• _Work task_:
Tally the lines in the records below that contain the string "negative", and state only that number.
*** Available data ***
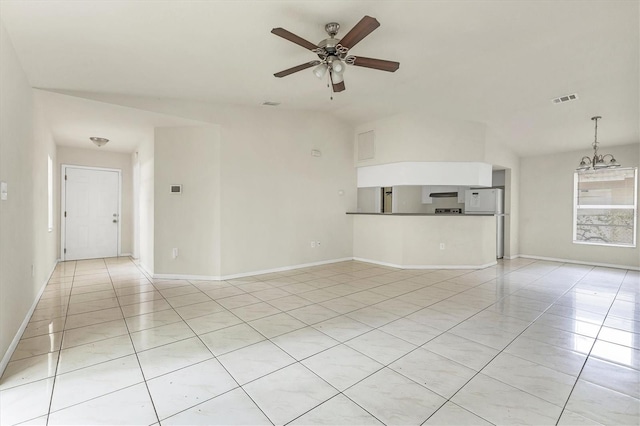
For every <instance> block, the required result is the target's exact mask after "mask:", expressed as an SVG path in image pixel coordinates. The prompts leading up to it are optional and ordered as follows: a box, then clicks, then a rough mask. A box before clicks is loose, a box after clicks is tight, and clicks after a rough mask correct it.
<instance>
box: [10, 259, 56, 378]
mask: <svg viewBox="0 0 640 426" xmlns="http://www.w3.org/2000/svg"><path fill="white" fill-rule="evenodd" d="M58 262H59V260H56V262H55V263H54V264H53V268H51V272H49V275H47V279H46V280H44V284H42V287H40V290H39V291H38V295H37V296H36V298H35V299H34V301H33V304H32V305H31V308H30V309H29V312H27V315H26V316H25V317H24V321H22V324H21V325H20V328H19V329H18V331H17V332H16V335H15V336H14V337H13V340H12V341H11V344H10V345H9V347H8V348H7V352H5V353H4V356H3V357H2V361H0V376H2V374H4V370H5V368H7V365H8V364H9V360H10V359H11V357H12V356H13V352H14V351H15V350H16V347H17V346H18V343H19V342H20V339H21V338H22V335H23V334H24V331H25V330H26V328H27V325H29V320H31V315H33V311H35V310H36V306H38V302H40V297H42V293H44V289H45V288H46V287H47V283H48V282H49V280H50V279H51V275H53V271H55V270H56V266H58Z"/></svg>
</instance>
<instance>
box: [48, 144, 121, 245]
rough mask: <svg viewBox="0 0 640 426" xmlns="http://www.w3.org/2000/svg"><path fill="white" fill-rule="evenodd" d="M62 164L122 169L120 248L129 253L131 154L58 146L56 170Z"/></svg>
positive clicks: (61, 164) (98, 149) (74, 165)
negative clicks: (56, 168)
mask: <svg viewBox="0 0 640 426" xmlns="http://www.w3.org/2000/svg"><path fill="white" fill-rule="evenodd" d="M87 144H91V142H90V141H88V142H87ZM62 164H66V165H73V166H91V167H104V168H109V169H119V170H121V171H122V174H121V176H122V194H121V203H122V205H121V208H120V212H121V217H120V238H121V243H120V250H121V253H122V254H131V253H132V252H133V168H132V164H131V155H130V154H125V153H120V152H110V151H100V148H97V147H95V148H88V149H81V148H72V147H67V146H58V153H57V165H56V168H57V170H58V172H59V171H60V169H61V167H60V166H61V165H62ZM60 238H61V237H60ZM58 247H59V245H58Z"/></svg>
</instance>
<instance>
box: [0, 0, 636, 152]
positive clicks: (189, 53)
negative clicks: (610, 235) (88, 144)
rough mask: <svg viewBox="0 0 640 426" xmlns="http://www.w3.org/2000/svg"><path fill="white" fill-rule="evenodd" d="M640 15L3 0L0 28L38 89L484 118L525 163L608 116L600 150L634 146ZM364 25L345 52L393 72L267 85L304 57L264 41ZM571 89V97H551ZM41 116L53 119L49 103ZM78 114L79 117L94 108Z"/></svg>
mask: <svg viewBox="0 0 640 426" xmlns="http://www.w3.org/2000/svg"><path fill="white" fill-rule="evenodd" d="M638 6H639V2H638V1H634V0H628V1H616V0H605V1H597V0H591V1H576V0H571V1H562V0H557V1H528V0H503V1H497V0H496V1H488V0H478V1H415V0H413V1H402V0H396V1H343V2H337V1H335V2H334V1H326V0H325V1H315V0H309V1H178V0H170V1H153V0H151V1H110V0H93V1H56V0H50V1H12V0H9V1H8V0H3V1H2V2H0V19H1V20H2V22H3V24H4V25H5V27H6V29H7V32H8V34H9V36H10V37H11V40H12V43H13V45H14V47H15V49H16V51H17V54H18V57H19V60H20V61H21V64H22V66H23V68H24V70H25V72H26V75H27V77H28V79H29V81H30V83H31V84H32V86H33V87H36V88H41V89H46V90H57V91H73V92H78V93H82V92H87V93H91V92H95V93H111V94H126V95H134V96H145V97H155V98H174V99H190V100H197V101H204V102H212V103H216V104H220V103H223V104H232V105H240V106H249V107H256V108H259V107H260V105H261V104H262V103H263V102H264V101H267V100H268V101H276V102H281V106H279V107H278V108H281V109H283V110H286V109H302V110H309V111H320V112H326V113H330V114H334V115H336V116H338V117H340V118H342V119H344V120H346V121H348V122H351V123H353V124H359V123H363V122H367V121H371V120H375V119H378V118H381V117H384V116H388V115H392V114H397V113H402V112H404V111H419V112H420V113H424V114H428V115H430V116H435V117H438V116H442V117H448V118H456V119H459V120H470V121H477V122H482V123H486V124H487V126H488V127H489V128H491V129H492V131H491V134H492V135H494V136H495V137H498V138H499V139H500V140H501V141H502V142H506V143H508V144H509V146H510V147H511V148H512V149H513V150H514V151H515V152H516V153H518V154H519V155H523V156H527V155H536V154H543V153H550V152H554V151H566V150H572V149H582V148H584V149H585V150H587V151H588V150H589V144H590V142H591V141H592V139H593V127H592V122H591V121H590V120H589V118H590V117H591V116H593V115H602V116H603V120H602V121H601V122H600V123H599V139H600V141H601V142H602V144H603V146H606V145H622V144H629V143H639V141H640V130H639V127H640V125H639V116H640V108H639V92H640V86H639V81H640V73H639V63H640V43H639V40H640V32H639V31H640V26H639V21H640V10H639V7H638ZM364 15H370V16H373V17H375V18H377V19H378V21H379V22H380V23H381V26H380V27H379V28H378V29H377V30H375V31H374V32H373V33H371V34H370V35H369V36H368V37H367V38H365V39H364V40H363V41H361V42H360V43H359V44H358V45H357V46H356V47H354V48H353V50H352V52H351V53H353V54H355V55H362V56H367V57H373V58H382V59H390V60H396V61H399V62H400V69H399V70H398V71H397V72H395V73H387V72H382V71H374V70H370V69H366V68H359V67H349V68H348V69H347V70H346V72H345V74H344V78H345V83H346V87H347V90H346V91H344V92H342V93H338V94H336V95H334V99H333V101H331V100H330V99H329V91H328V88H327V87H326V82H325V81H324V80H318V79H317V78H316V77H315V76H314V75H313V74H312V73H311V71H310V70H305V71H301V72H298V73H296V74H293V75H290V76H288V77H285V78H282V79H278V78H275V77H274V76H273V73H275V72H277V71H281V70H283V69H286V68H289V67H292V66H294V65H298V64H301V63H305V62H307V61H309V60H312V59H314V55H313V54H312V53H311V52H309V51H307V50H305V49H303V48H301V47H300V46H297V45H295V44H293V43H290V42H288V41H286V40H284V39H282V38H280V37H276V36H274V35H272V34H270V31H271V29H272V28H273V27H284V28H286V29H287V30H289V31H291V32H293V33H295V34H297V35H299V36H301V37H303V38H305V39H307V40H309V41H312V42H314V43H315V42H318V41H320V40H322V39H324V38H325V37H326V33H325V32H324V25H325V24H326V23H328V22H332V21H337V22H339V23H340V25H341V31H340V33H339V34H338V37H340V35H344V34H346V32H347V31H348V30H349V29H350V28H351V27H352V26H353V25H355V24H356V23H357V22H358V21H359V20H360V18H362V17H363V16H364ZM569 93H577V94H578V100H576V101H573V102H568V103H564V104H559V105H554V104H553V103H552V102H551V99H553V98H555V97H558V96H561V95H565V94H569ZM60 99H63V97H60ZM48 105H49V106H48V108H50V109H51V110H52V111H54V110H55V109H56V98H55V97H51V98H50V99H49V102H48ZM85 109H86V110H85V112H84V121H85V122H86V121H87V120H88V117H87V115H90V114H91V107H89V106H86V108H85ZM64 111H65V109H64V108H62V107H61V106H58V110H57V115H56V117H57V118H56V120H54V122H55V126H57V127H59V128H62V127H65V126H66V128H67V131H73V129H74V127H73V126H74V123H75V125H76V126H77V125H78V120H79V119H78V118H77V117H76V118H74V115H73V114H65V113H64ZM54 115H55V114H54ZM67 115H68V116H67ZM99 115H100V113H99V112H96V120H97V119H98V118H97V117H99ZM76 116H77V114H76ZM151 121H153V120H151ZM59 131H60V129H58V132H59ZM60 143H64V141H62V140H61V141H60Z"/></svg>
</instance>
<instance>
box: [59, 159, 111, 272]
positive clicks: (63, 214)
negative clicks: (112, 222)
mask: <svg viewBox="0 0 640 426" xmlns="http://www.w3.org/2000/svg"><path fill="white" fill-rule="evenodd" d="M67 168H70V169H88V170H96V171H103V172H116V173H118V235H117V237H116V238H117V240H118V248H117V252H116V255H117V256H120V254H121V253H122V249H121V247H120V245H121V242H122V238H121V235H120V231H121V229H122V227H121V223H122V170H121V169H111V168H108V167H93V166H78V165H75V164H62V165H61V173H60V260H61V261H63V262H64V261H65V260H66V253H65V252H64V250H65V246H66V242H67V237H66V221H65V220H64V212H65V211H66V210H67V196H66V195H67V194H66V187H67V185H66V179H65V176H66V175H67Z"/></svg>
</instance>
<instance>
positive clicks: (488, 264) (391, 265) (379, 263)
mask: <svg viewBox="0 0 640 426" xmlns="http://www.w3.org/2000/svg"><path fill="white" fill-rule="evenodd" d="M353 260H357V261H358V262H366V263H373V264H374V265H381V266H389V267H391V268H398V269H484V268H488V267H490V266H494V265H497V264H498V262H497V261H494V262H489V263H485V264H483V265H397V264H395V263H388V262H380V261H377V260H372V259H363V258H361V257H354V258H353Z"/></svg>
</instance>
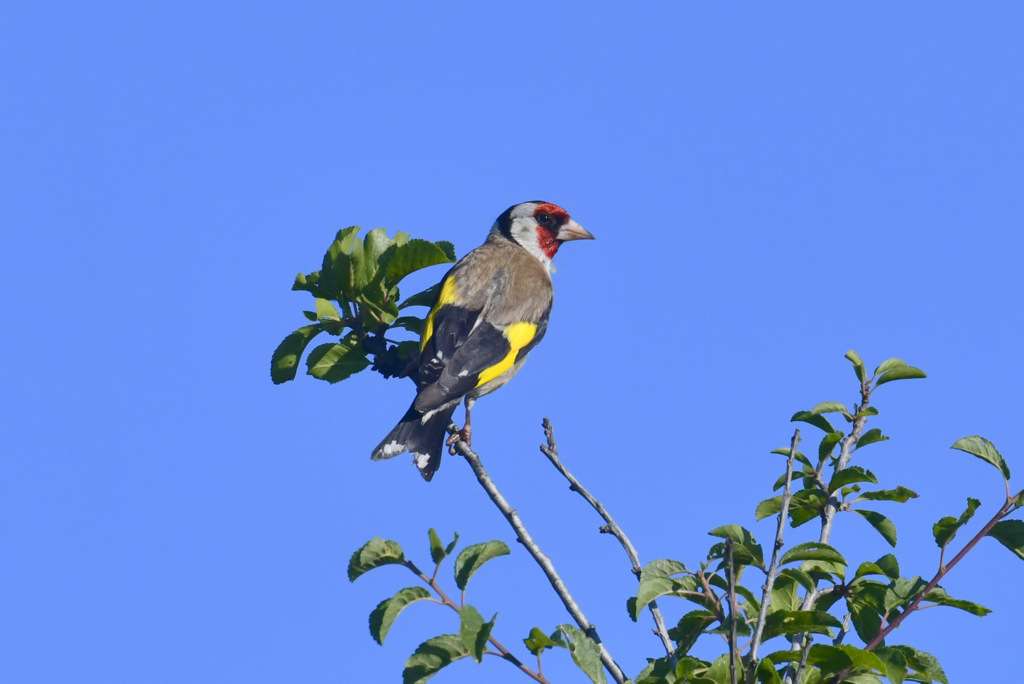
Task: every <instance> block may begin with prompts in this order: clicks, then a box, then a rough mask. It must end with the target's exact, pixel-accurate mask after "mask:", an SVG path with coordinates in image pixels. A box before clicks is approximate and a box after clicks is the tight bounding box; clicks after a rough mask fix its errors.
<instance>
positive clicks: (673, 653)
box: [541, 418, 676, 668]
mask: <svg viewBox="0 0 1024 684" xmlns="http://www.w3.org/2000/svg"><path fill="white" fill-rule="evenodd" d="M543 425H544V434H545V437H546V438H547V441H548V443H547V444H541V452H542V453H543V454H544V455H545V456H546V457H548V460H549V461H551V465H553V466H554V467H555V468H556V469H557V470H558V472H560V473H561V474H562V476H563V477H564V478H565V479H567V480H568V481H569V489H571V490H572V491H575V493H578V494H579V495H580V496H581V497H583V498H584V499H586V500H587V503H588V504H590V505H591V506H592V507H593V508H594V510H595V511H597V514H598V515H600V516H601V517H602V518H603V519H604V522H605V523H606V524H605V525H602V526H601V528H600V529H601V531H602V532H606V533H608V535H612V536H613V537H614V538H615V539H616V540H618V543H620V544H622V545H623V549H625V550H626V555H627V556H629V557H630V562H631V563H632V564H633V574H635V575H636V578H637V581H638V582H639V580H640V573H641V572H642V571H643V566H642V565H640V555H639V554H638V553H637V550H636V547H634V546H633V543H632V542H630V538H629V537H627V536H626V532H624V531H623V528H622V527H620V526H618V523H616V522H615V520H614V518H612V517H611V514H610V513H608V511H607V510H605V508H604V506H603V505H602V504H601V502H599V501H598V500H597V499H595V498H594V497H593V496H592V495H591V494H590V491H588V490H587V489H586V488H585V487H584V486H583V485H582V484H580V480H578V479H577V478H575V476H573V475H572V473H570V472H569V470H568V468H566V467H565V465H564V464H563V463H562V461H561V459H560V458H559V457H558V443H557V442H556V441H555V428H554V426H552V425H551V421H550V420H548V419H547V418H545V419H544V423H543ZM647 607H648V608H649V609H650V614H651V615H652V616H653V617H654V625H655V630H654V632H655V634H657V636H658V637H659V638H660V639H662V644H663V645H664V646H665V651H666V653H668V654H669V660H670V661H671V662H672V667H673V668H675V667H676V650H675V648H673V646H672V639H671V638H669V630H668V629H667V628H666V627H665V618H664V617H663V616H662V611H660V609H658V607H657V601H651V602H650V603H648V604H647Z"/></svg>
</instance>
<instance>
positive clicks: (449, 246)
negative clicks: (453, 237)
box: [434, 240, 456, 263]
mask: <svg viewBox="0 0 1024 684" xmlns="http://www.w3.org/2000/svg"><path fill="white" fill-rule="evenodd" d="M434 245H436V246H437V248H438V249H439V250H440V251H441V252H444V255H445V256H446V257H447V258H449V261H451V262H452V263H455V262H456V257H455V245H453V244H452V243H450V242H449V241H446V240H438V241H437V242H435V243H434Z"/></svg>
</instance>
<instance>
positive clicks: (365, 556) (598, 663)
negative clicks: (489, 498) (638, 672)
mask: <svg viewBox="0 0 1024 684" xmlns="http://www.w3.org/2000/svg"><path fill="white" fill-rule="evenodd" d="M428 538H429V541H430V558H431V560H432V561H433V563H434V572H433V576H427V575H426V574H425V573H424V572H422V571H421V570H420V569H419V567H417V566H416V564H415V563H413V562H412V561H410V560H408V559H407V558H406V554H404V552H403V551H402V549H401V546H400V545H399V544H398V543H397V542H393V541H385V540H383V539H381V538H375V539H373V540H370V541H369V542H367V543H366V544H365V545H364V546H362V547H360V548H359V549H358V550H357V551H355V553H353V554H352V557H351V559H350V560H349V563H348V579H349V581H350V582H355V580H357V579H358V578H360V576H361V575H362V574H365V573H367V572H369V571H370V570H373V569H375V568H378V567H383V566H384V565H395V564H396V565H402V566H404V567H407V568H409V569H410V570H412V571H413V573H414V574H416V575H417V576H418V578H419V579H420V580H421V581H422V582H423V583H424V584H425V585H426V588H424V587H421V586H415V587H406V588H403V589H400V590H398V592H397V593H396V594H395V595H394V596H392V597H390V598H387V599H384V600H383V601H381V602H380V603H379V604H378V605H377V607H376V608H374V610H373V611H372V612H371V613H370V635H371V636H372V637H373V639H374V641H376V642H377V643H379V644H381V645H383V644H384V639H385V638H386V637H387V634H388V632H389V631H390V629H391V627H392V626H393V625H394V622H395V619H396V618H397V617H398V615H399V614H400V613H401V612H402V610H404V609H406V608H407V607H409V606H410V605H412V604H413V603H416V602H419V601H431V602H434V603H439V604H441V605H445V606H447V607H450V608H452V609H454V610H455V611H456V612H457V613H458V614H459V631H458V633H451V634H440V635H437V636H434V637H431V638H429V639H427V640H426V641H424V642H423V643H421V644H420V645H419V646H418V647H417V648H416V650H415V651H414V652H413V654H412V655H410V657H409V659H408V660H407V661H406V668H404V671H403V674H402V682H404V683H406V684H421V683H422V682H426V681H427V680H428V679H430V678H431V677H433V676H434V675H436V674H437V673H438V672H440V671H441V670H442V669H443V668H445V667H447V666H449V665H451V664H453V662H455V661H456V660H461V659H463V658H466V657H469V658H472V659H473V660H474V661H475V662H480V661H481V660H482V658H483V656H484V655H496V656H498V657H501V658H503V659H505V660H508V661H509V662H511V664H513V665H514V666H516V667H517V668H518V669H519V670H520V671H523V672H524V673H525V674H527V675H528V676H530V677H532V678H534V679H535V680H536V681H539V682H546V681H547V680H546V679H544V676H543V674H541V669H540V662H541V656H542V654H543V653H544V652H545V651H546V650H548V649H550V648H564V649H567V650H568V651H569V653H570V654H571V657H572V659H573V661H574V662H575V664H577V665H578V666H579V667H580V668H581V670H583V672H584V673H586V674H587V676H588V677H590V678H591V680H592V681H593V682H595V683H598V684H605V682H606V678H605V676H604V671H603V670H602V665H601V658H600V651H599V650H598V646H597V644H596V642H594V640H593V639H592V638H591V637H590V636H589V635H587V634H586V633H585V632H584V631H582V630H580V629H578V628H575V627H573V626H571V625H559V626H558V627H557V628H556V629H555V630H554V631H553V632H551V633H550V634H545V633H544V632H542V631H541V630H540V629H538V628H534V629H532V630H531V631H530V633H529V635H528V636H527V637H526V638H525V639H523V643H524V645H525V647H526V649H527V650H528V651H529V652H530V653H531V654H532V655H535V656H536V657H537V660H538V671H537V672H535V671H532V670H530V669H529V668H527V667H526V666H525V665H523V664H522V661H520V660H519V659H518V658H517V657H516V656H515V655H513V654H512V653H511V652H510V651H509V650H508V649H506V648H505V647H504V646H503V645H502V644H501V643H499V642H498V641H497V639H495V638H494V637H493V636H492V632H493V630H494V628H495V623H496V622H497V619H498V613H495V614H494V615H493V616H492V617H490V619H489V621H484V619H483V616H482V615H481V614H480V612H479V610H477V608H476V607H474V606H473V605H472V604H469V603H466V600H465V599H466V589H467V587H468V586H469V581H470V580H471V579H472V576H473V575H474V574H475V573H476V572H477V570H479V569H480V568H481V567H482V566H483V565H484V564H485V563H486V562H488V561H490V560H493V559H495V558H498V557H500V556H505V555H508V554H509V548H508V546H507V545H506V544H505V543H504V542H501V541H492V542H485V543H483V544H473V545H470V546H467V547H465V548H463V549H462V551H460V552H459V555H458V556H457V557H456V559H455V567H454V570H453V579H454V581H455V585H456V587H457V588H458V589H459V590H460V591H461V592H462V599H461V600H460V601H459V602H456V601H454V600H453V599H451V598H450V597H449V596H447V594H446V593H445V592H444V591H443V590H442V589H441V587H440V585H439V584H438V581H437V574H438V571H439V569H440V566H441V564H442V563H443V562H444V559H445V558H447V557H450V556H451V555H452V553H453V552H454V551H455V549H456V547H457V545H458V543H459V535H458V532H457V533H456V535H455V539H454V540H453V541H452V542H451V543H449V544H447V545H444V544H442V543H441V540H440V538H439V537H438V535H437V532H436V531H435V530H434V529H432V528H431V529H430V530H429V531H428ZM431 590H432V591H433V594H431ZM434 596H436V598H434ZM488 645H489V646H492V648H488Z"/></svg>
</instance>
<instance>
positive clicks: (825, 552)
mask: <svg viewBox="0 0 1024 684" xmlns="http://www.w3.org/2000/svg"><path fill="white" fill-rule="evenodd" d="M795 560H823V561H826V562H829V563H839V564H840V565H846V564H847V563H846V558H844V557H843V554H841V553H840V552H839V551H837V550H836V549H834V548H831V547H830V546H828V545H827V544H820V543H818V542H805V543H803V544H798V545H797V546H795V547H793V548H792V549H790V550H788V551H786V552H785V553H784V554H782V558H781V559H780V560H779V565H784V564H785V563H792V562H793V561H795Z"/></svg>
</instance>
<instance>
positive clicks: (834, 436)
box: [818, 430, 846, 463]
mask: <svg viewBox="0 0 1024 684" xmlns="http://www.w3.org/2000/svg"><path fill="white" fill-rule="evenodd" d="M845 436H846V435H845V434H843V431H842V430H836V431H835V432H829V433H827V434H826V435H825V436H824V437H822V438H821V442H820V443H819V444H818V463H820V462H821V461H824V460H825V459H827V458H828V457H830V456H831V455H833V452H835V451H836V444H838V443H839V442H840V441H841V440H842V439H843V437H845Z"/></svg>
*** End of Available data ***
• _Solved exercise_:
5